GIVEN PROBLEM:
Reproduce the listing below, starting with the line that contains "If you could point to the toilet lid" and continuing through the end of the listing, with each request included unchanged. In the answers, shift every coordinate value by -25.
-=-=-
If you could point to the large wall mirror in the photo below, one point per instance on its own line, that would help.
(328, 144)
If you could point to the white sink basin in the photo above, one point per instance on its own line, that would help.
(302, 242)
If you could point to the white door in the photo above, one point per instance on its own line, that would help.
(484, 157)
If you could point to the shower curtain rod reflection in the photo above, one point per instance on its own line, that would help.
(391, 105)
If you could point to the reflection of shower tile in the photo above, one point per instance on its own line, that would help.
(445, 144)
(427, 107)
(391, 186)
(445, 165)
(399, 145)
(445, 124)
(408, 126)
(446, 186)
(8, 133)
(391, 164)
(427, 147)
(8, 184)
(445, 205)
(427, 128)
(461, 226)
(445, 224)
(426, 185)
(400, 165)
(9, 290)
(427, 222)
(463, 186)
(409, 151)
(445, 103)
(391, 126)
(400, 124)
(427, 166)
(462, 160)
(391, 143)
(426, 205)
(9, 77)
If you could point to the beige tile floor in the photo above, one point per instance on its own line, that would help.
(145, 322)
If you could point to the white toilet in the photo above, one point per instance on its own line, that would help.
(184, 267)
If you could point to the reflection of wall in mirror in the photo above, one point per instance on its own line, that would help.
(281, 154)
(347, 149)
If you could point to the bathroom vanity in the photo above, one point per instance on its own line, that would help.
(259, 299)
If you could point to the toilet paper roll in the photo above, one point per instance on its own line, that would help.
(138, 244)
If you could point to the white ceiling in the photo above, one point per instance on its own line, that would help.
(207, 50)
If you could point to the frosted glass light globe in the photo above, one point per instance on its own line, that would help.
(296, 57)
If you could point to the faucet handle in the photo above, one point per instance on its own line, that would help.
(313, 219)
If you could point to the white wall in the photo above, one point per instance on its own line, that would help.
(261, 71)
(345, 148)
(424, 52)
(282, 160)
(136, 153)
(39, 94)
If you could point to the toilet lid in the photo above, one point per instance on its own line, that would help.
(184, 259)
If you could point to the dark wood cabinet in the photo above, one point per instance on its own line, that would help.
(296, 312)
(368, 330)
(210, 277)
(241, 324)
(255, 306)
-=-=-
FINAL RESULT:
If you could point to the toilet lid in the photo above, one point per instance on its own line, that would help.
(159, 234)
If you could point to the dark wood cabinet in the photo above, one point per instance on its own line, that would help.
(271, 287)
(343, 305)
(185, 252)
(216, 299)
(230, 281)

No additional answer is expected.